DIRECTION: Extract every line in the rows below that contains the word "concrete". Case counts, so match capitalization.

Point labeling data from photos:
— start —

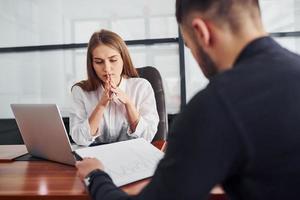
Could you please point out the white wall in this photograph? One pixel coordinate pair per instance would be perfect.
(46, 76)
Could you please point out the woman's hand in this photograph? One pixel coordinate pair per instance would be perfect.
(120, 95)
(107, 93)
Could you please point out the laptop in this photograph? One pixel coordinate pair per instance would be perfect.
(43, 132)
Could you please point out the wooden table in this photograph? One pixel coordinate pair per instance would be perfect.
(22, 180)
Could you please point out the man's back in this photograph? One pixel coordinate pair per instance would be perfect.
(261, 95)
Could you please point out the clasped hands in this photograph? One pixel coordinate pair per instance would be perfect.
(112, 92)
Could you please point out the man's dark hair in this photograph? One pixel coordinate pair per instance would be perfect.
(218, 10)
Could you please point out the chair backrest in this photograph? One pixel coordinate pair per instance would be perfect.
(153, 76)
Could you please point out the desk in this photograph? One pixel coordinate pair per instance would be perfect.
(24, 180)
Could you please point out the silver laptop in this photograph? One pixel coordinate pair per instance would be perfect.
(43, 132)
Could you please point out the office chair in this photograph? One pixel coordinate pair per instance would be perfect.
(153, 76)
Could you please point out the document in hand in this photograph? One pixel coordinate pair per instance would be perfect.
(126, 161)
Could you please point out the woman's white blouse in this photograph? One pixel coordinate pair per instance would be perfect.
(114, 125)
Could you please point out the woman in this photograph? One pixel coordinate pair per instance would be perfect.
(113, 104)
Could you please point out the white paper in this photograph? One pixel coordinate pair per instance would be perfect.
(126, 161)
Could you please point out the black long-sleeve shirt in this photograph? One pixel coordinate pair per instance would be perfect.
(242, 131)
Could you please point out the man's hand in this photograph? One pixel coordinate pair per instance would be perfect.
(87, 165)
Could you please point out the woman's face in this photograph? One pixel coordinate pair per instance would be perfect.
(107, 62)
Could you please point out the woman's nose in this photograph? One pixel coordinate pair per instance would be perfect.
(107, 67)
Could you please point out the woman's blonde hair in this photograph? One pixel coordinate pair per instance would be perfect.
(113, 40)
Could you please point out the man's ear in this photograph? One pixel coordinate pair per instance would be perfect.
(201, 31)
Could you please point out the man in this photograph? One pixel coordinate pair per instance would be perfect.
(243, 130)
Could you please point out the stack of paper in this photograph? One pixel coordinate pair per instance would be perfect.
(126, 161)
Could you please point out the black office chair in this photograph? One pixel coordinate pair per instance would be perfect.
(153, 76)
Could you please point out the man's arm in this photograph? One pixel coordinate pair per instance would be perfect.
(204, 149)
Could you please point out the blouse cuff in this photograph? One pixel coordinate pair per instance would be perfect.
(89, 133)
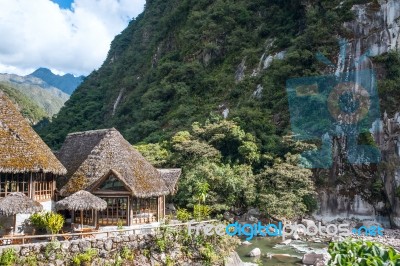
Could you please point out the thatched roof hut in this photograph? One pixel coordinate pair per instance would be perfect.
(17, 202)
(89, 156)
(170, 177)
(80, 201)
(21, 149)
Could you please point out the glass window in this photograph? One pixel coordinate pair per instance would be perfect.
(112, 183)
(43, 187)
(145, 210)
(14, 183)
(116, 212)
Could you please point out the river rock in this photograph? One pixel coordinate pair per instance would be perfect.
(295, 236)
(308, 223)
(254, 253)
(312, 258)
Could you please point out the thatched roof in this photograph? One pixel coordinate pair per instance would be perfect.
(18, 202)
(80, 201)
(21, 149)
(90, 156)
(170, 177)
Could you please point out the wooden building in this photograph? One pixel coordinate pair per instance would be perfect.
(27, 164)
(105, 164)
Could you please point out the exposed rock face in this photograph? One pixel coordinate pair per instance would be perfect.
(376, 26)
(375, 30)
(388, 140)
(255, 252)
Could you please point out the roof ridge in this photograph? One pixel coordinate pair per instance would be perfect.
(88, 132)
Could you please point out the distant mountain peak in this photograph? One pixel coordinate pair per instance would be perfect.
(67, 83)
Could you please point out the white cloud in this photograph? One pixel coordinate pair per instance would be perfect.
(40, 34)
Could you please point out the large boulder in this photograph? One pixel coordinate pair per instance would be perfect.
(308, 223)
(254, 253)
(312, 258)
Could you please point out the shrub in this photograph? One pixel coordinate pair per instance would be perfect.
(49, 220)
(359, 252)
(201, 212)
(54, 222)
(30, 260)
(127, 254)
(37, 220)
(8, 257)
(85, 257)
(183, 215)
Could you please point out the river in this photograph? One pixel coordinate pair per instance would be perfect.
(274, 253)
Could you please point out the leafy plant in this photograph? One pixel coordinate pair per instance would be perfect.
(52, 246)
(37, 220)
(360, 253)
(127, 254)
(47, 220)
(85, 257)
(146, 253)
(54, 222)
(30, 260)
(120, 224)
(8, 257)
(201, 212)
(183, 215)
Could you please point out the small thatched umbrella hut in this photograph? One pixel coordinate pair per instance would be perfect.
(104, 163)
(81, 201)
(27, 164)
(17, 202)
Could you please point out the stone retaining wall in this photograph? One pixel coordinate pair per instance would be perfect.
(109, 251)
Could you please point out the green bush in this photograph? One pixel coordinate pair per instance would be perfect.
(47, 220)
(183, 215)
(81, 258)
(360, 253)
(201, 212)
(54, 222)
(127, 254)
(8, 257)
(37, 220)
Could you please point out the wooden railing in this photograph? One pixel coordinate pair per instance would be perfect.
(27, 239)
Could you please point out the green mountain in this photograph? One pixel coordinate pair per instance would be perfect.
(48, 98)
(29, 109)
(180, 61)
(67, 83)
(185, 61)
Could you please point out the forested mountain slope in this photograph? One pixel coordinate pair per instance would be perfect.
(181, 60)
(191, 60)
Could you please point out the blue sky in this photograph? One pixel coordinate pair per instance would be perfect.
(66, 4)
(52, 34)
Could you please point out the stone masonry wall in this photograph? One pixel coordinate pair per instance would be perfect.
(144, 249)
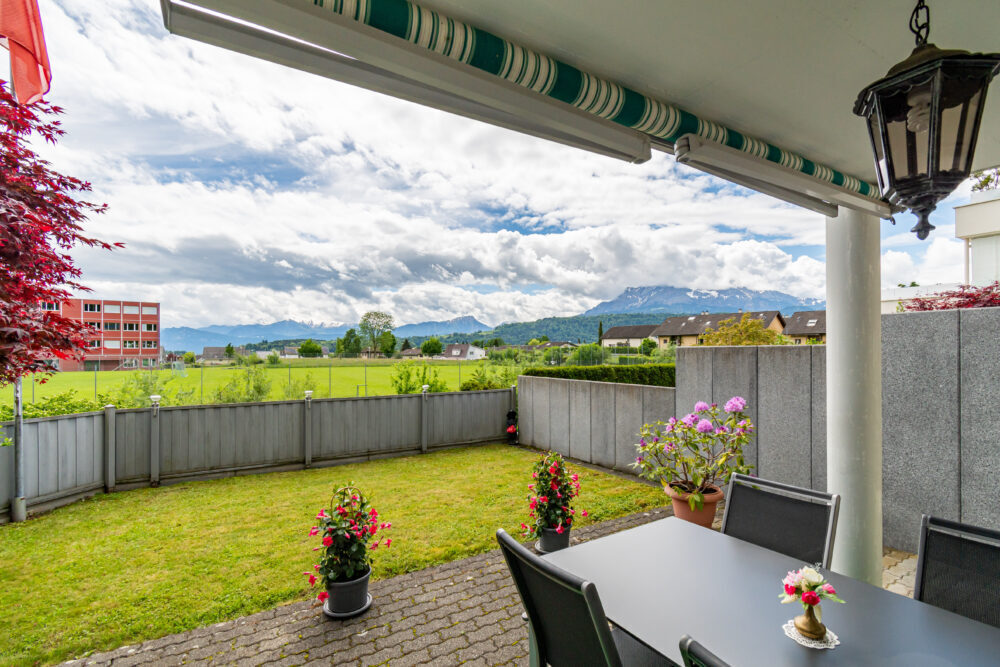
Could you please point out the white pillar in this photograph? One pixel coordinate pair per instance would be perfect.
(854, 391)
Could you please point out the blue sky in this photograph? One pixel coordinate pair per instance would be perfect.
(247, 192)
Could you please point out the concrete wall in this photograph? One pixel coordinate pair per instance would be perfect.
(940, 407)
(596, 422)
(72, 456)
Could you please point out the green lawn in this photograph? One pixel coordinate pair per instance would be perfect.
(125, 567)
(332, 378)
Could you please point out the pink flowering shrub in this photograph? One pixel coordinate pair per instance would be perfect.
(349, 530)
(702, 449)
(808, 587)
(552, 490)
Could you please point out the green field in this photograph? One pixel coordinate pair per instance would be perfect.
(332, 378)
(135, 565)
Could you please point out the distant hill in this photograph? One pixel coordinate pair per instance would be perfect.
(195, 339)
(578, 328)
(667, 299)
(467, 324)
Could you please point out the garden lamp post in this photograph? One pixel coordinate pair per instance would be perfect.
(923, 121)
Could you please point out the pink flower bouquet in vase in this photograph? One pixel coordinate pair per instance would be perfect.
(808, 587)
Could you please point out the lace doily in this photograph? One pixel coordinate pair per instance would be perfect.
(829, 641)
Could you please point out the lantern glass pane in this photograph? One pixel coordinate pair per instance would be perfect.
(881, 165)
(965, 154)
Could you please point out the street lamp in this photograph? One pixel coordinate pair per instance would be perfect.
(923, 121)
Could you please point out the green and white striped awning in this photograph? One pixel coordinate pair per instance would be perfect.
(558, 80)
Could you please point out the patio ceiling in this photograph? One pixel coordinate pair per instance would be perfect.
(792, 88)
(785, 71)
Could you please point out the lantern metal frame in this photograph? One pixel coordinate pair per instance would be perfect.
(941, 70)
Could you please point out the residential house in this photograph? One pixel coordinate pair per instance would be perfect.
(807, 326)
(628, 336)
(463, 352)
(219, 353)
(688, 329)
(978, 224)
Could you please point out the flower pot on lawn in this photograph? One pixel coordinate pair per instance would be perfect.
(682, 506)
(551, 540)
(347, 598)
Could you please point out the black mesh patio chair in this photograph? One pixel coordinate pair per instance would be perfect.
(788, 519)
(566, 617)
(958, 569)
(696, 655)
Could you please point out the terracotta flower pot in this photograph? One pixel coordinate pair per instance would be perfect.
(702, 517)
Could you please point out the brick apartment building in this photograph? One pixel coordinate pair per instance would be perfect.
(124, 334)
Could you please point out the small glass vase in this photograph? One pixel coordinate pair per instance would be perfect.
(808, 625)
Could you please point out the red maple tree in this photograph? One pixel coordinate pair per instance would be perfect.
(966, 296)
(40, 221)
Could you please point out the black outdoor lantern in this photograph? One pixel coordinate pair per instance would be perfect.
(923, 120)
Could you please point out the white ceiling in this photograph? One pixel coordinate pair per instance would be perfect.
(787, 71)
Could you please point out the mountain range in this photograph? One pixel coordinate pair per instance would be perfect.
(681, 300)
(636, 305)
(219, 335)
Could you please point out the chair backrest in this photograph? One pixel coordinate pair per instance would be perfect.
(958, 569)
(696, 655)
(792, 520)
(564, 611)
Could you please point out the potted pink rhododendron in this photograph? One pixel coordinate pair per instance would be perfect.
(694, 456)
(348, 531)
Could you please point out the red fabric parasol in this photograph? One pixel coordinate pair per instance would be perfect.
(21, 28)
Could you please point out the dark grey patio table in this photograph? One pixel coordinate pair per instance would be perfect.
(669, 578)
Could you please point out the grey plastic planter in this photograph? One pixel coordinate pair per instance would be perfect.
(348, 598)
(552, 541)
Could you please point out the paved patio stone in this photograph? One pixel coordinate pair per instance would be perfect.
(464, 612)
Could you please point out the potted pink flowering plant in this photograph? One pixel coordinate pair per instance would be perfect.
(693, 457)
(549, 503)
(808, 587)
(348, 531)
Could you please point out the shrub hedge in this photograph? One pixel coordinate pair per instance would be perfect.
(660, 375)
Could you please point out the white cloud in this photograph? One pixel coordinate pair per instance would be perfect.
(250, 192)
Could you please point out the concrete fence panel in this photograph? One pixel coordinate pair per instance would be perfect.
(818, 426)
(920, 429)
(979, 417)
(628, 422)
(602, 423)
(784, 414)
(559, 416)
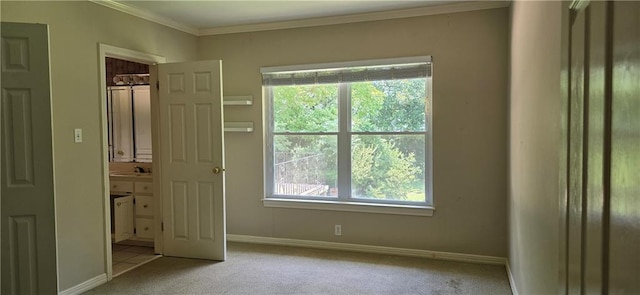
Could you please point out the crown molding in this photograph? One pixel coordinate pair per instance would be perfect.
(148, 16)
(355, 18)
(311, 22)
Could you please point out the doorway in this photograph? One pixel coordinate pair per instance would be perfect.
(132, 186)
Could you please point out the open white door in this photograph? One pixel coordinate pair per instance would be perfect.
(192, 159)
(27, 220)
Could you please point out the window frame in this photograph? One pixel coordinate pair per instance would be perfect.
(346, 202)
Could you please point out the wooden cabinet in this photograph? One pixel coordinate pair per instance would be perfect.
(132, 215)
(129, 114)
(143, 209)
(122, 227)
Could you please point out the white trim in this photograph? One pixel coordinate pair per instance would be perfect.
(349, 206)
(105, 50)
(355, 18)
(302, 23)
(369, 249)
(86, 286)
(238, 126)
(243, 100)
(512, 281)
(348, 64)
(150, 16)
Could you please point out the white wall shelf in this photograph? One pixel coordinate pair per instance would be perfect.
(245, 100)
(238, 126)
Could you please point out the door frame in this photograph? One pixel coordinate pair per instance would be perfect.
(105, 51)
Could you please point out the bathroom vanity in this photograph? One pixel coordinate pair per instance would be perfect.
(131, 206)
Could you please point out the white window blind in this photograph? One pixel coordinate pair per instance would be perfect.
(346, 73)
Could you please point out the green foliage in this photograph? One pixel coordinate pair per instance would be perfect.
(383, 167)
(306, 108)
(380, 170)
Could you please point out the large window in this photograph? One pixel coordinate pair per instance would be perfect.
(353, 132)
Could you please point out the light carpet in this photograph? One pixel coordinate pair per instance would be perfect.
(265, 269)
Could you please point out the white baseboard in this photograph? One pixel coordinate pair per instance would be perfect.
(512, 281)
(86, 286)
(369, 249)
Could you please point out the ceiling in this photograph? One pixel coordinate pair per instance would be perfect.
(218, 17)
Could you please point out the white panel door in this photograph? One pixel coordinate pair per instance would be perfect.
(192, 159)
(28, 231)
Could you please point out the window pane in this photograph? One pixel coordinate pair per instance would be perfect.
(388, 167)
(305, 165)
(389, 105)
(305, 108)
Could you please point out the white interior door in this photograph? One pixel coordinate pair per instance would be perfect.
(28, 231)
(192, 159)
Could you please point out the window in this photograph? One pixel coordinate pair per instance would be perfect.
(353, 133)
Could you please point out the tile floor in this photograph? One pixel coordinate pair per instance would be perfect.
(125, 257)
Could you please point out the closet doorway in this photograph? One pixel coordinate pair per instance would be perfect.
(132, 210)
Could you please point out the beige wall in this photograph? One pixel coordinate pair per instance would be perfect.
(75, 29)
(470, 52)
(535, 146)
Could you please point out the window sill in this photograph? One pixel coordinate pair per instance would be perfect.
(350, 207)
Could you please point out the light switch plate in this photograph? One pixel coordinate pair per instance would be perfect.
(77, 135)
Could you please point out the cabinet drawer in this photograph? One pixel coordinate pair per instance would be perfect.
(144, 205)
(144, 228)
(143, 187)
(121, 186)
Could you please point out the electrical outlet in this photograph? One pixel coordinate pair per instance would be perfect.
(77, 135)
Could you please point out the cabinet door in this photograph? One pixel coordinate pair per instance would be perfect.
(144, 228)
(121, 124)
(142, 123)
(123, 218)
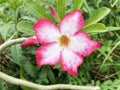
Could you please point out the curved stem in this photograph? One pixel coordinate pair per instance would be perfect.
(16, 81)
(11, 42)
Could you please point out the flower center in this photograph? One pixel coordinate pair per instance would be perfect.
(64, 40)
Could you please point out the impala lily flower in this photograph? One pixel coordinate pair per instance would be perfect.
(63, 43)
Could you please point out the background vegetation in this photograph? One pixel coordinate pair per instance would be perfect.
(101, 68)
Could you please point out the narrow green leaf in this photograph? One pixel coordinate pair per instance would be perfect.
(113, 28)
(4, 16)
(2, 85)
(26, 27)
(97, 16)
(61, 8)
(5, 29)
(36, 9)
(78, 4)
(95, 28)
(28, 67)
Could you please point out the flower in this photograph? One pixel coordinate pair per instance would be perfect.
(63, 43)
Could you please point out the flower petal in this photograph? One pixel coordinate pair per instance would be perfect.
(70, 61)
(30, 41)
(81, 43)
(72, 23)
(46, 31)
(48, 54)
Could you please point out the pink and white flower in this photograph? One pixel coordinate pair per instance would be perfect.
(63, 43)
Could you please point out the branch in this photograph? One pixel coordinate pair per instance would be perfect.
(44, 87)
(11, 42)
(16, 81)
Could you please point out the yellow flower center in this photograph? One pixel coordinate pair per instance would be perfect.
(64, 40)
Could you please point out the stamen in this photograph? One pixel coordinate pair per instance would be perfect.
(64, 40)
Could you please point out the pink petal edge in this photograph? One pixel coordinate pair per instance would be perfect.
(46, 31)
(48, 54)
(30, 41)
(72, 23)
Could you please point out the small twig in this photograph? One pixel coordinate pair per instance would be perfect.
(16, 81)
(11, 42)
(43, 87)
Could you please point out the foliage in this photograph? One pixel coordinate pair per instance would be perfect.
(102, 18)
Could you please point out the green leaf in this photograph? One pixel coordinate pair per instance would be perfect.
(97, 16)
(36, 9)
(95, 28)
(2, 85)
(28, 67)
(61, 8)
(78, 4)
(113, 28)
(16, 53)
(25, 27)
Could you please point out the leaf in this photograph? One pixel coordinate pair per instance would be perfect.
(78, 4)
(5, 29)
(95, 28)
(16, 53)
(61, 8)
(113, 28)
(28, 67)
(36, 9)
(97, 16)
(25, 27)
(2, 85)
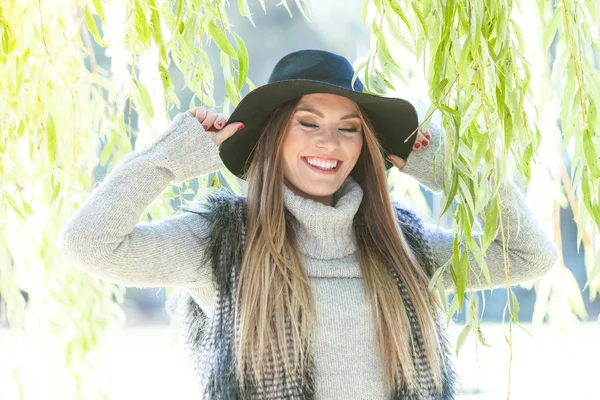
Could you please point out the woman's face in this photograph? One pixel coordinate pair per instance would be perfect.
(321, 145)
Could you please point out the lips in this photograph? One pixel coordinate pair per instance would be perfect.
(319, 170)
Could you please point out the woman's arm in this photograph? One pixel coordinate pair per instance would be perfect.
(530, 252)
(103, 237)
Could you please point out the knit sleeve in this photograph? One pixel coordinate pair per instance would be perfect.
(529, 251)
(104, 238)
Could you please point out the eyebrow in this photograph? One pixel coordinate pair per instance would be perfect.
(320, 114)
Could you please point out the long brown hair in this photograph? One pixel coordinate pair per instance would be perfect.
(273, 289)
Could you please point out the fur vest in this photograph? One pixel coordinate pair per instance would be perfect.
(210, 342)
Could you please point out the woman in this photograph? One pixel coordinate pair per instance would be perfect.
(315, 284)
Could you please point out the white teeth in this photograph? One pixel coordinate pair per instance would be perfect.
(317, 162)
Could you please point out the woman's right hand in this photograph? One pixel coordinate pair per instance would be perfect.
(215, 124)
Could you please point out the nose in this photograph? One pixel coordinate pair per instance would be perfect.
(328, 139)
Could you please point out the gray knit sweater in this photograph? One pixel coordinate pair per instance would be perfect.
(105, 239)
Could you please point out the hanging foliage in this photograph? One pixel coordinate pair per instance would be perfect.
(63, 115)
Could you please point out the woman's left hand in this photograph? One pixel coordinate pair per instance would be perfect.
(422, 141)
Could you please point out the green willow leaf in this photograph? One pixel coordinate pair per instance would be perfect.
(230, 88)
(399, 12)
(145, 99)
(221, 40)
(591, 156)
(91, 25)
(416, 8)
(14, 206)
(491, 224)
(462, 337)
(245, 10)
(451, 192)
(99, 10)
(51, 139)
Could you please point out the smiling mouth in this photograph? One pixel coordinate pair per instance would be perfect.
(323, 166)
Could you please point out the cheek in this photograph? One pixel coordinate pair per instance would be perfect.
(354, 147)
(290, 147)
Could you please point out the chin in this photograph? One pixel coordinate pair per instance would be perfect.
(318, 189)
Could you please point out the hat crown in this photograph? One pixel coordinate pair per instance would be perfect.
(316, 65)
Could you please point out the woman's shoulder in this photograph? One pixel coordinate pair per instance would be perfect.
(406, 216)
(218, 201)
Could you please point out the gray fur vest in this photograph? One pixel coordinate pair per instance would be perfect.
(210, 342)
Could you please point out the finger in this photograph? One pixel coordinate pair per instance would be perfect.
(198, 112)
(420, 142)
(227, 132)
(397, 161)
(211, 116)
(220, 121)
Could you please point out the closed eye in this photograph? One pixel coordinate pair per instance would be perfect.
(306, 124)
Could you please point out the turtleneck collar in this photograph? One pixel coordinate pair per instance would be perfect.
(325, 232)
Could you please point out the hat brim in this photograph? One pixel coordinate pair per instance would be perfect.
(393, 119)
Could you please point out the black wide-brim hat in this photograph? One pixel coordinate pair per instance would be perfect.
(316, 71)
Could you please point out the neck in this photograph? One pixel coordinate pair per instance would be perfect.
(325, 200)
(326, 231)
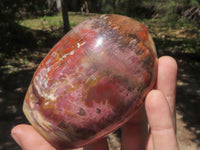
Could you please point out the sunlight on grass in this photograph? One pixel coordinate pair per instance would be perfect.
(52, 22)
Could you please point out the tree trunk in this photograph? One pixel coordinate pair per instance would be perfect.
(64, 4)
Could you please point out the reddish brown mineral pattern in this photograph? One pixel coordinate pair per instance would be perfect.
(92, 81)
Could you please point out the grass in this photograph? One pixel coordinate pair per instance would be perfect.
(52, 22)
(174, 36)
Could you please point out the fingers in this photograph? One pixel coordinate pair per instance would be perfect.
(160, 121)
(166, 83)
(166, 80)
(29, 139)
(98, 145)
(134, 132)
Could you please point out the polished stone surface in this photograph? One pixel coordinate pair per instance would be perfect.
(92, 81)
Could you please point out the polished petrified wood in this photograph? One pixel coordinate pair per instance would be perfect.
(92, 81)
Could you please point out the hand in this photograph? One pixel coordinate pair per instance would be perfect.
(160, 111)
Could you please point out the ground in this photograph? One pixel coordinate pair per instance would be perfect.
(180, 42)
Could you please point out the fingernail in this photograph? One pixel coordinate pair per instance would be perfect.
(14, 135)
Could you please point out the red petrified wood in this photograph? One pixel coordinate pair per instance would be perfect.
(92, 81)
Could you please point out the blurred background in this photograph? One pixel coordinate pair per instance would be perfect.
(29, 29)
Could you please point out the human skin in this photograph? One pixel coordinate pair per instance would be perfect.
(158, 112)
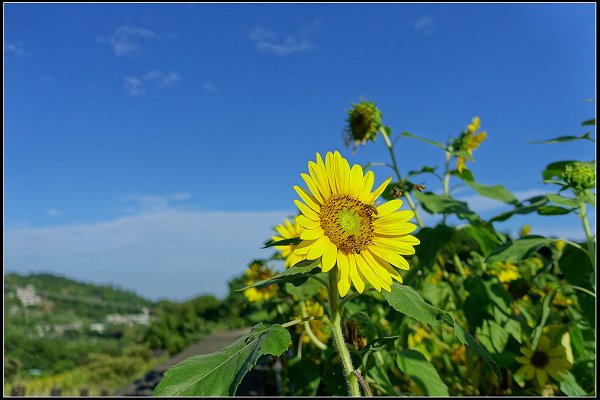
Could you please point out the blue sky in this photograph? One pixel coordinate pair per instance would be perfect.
(155, 146)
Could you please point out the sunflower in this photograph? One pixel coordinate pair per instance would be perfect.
(342, 226)
(288, 231)
(469, 141)
(259, 272)
(543, 361)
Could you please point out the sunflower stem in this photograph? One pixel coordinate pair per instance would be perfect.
(308, 330)
(588, 233)
(411, 203)
(338, 336)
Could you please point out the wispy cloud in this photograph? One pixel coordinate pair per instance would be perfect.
(425, 25)
(210, 87)
(139, 86)
(53, 212)
(143, 203)
(15, 49)
(167, 254)
(271, 42)
(128, 40)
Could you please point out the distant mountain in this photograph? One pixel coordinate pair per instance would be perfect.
(58, 295)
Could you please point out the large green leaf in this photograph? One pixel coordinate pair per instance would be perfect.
(534, 203)
(566, 138)
(415, 365)
(519, 249)
(435, 204)
(298, 271)
(408, 301)
(466, 338)
(570, 387)
(496, 192)
(577, 267)
(283, 242)
(220, 373)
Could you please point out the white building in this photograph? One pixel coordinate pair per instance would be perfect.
(28, 296)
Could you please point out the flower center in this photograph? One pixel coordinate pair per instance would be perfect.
(539, 359)
(347, 222)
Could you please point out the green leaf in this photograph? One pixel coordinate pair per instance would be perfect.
(534, 204)
(555, 169)
(435, 204)
(220, 373)
(466, 338)
(409, 302)
(307, 290)
(519, 249)
(553, 210)
(537, 332)
(424, 170)
(415, 365)
(432, 241)
(422, 139)
(565, 201)
(568, 138)
(577, 267)
(589, 122)
(284, 242)
(570, 387)
(492, 336)
(485, 236)
(298, 271)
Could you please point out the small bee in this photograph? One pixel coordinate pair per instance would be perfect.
(372, 208)
(353, 244)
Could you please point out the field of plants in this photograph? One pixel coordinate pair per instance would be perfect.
(373, 302)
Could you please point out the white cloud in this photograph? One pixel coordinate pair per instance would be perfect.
(139, 86)
(134, 86)
(127, 40)
(164, 254)
(269, 41)
(143, 203)
(210, 87)
(425, 25)
(14, 48)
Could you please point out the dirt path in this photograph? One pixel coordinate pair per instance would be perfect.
(145, 385)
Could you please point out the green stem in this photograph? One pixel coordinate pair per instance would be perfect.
(411, 203)
(447, 175)
(588, 233)
(309, 331)
(338, 337)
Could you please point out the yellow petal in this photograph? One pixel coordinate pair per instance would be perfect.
(379, 190)
(365, 192)
(307, 211)
(307, 223)
(359, 284)
(312, 234)
(308, 199)
(329, 257)
(356, 180)
(319, 179)
(394, 218)
(312, 186)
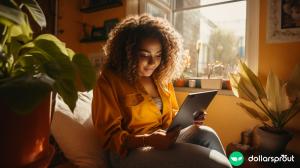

— end —

RESULT FOR THIS EXERCISE:
Could you please point out the concrete wall in this photograph? One pixel coordinate pair per instance would be perfect.
Could you please point out the concrete fence panel in this photograph? One pixel coordinate pair per instance would be perfect.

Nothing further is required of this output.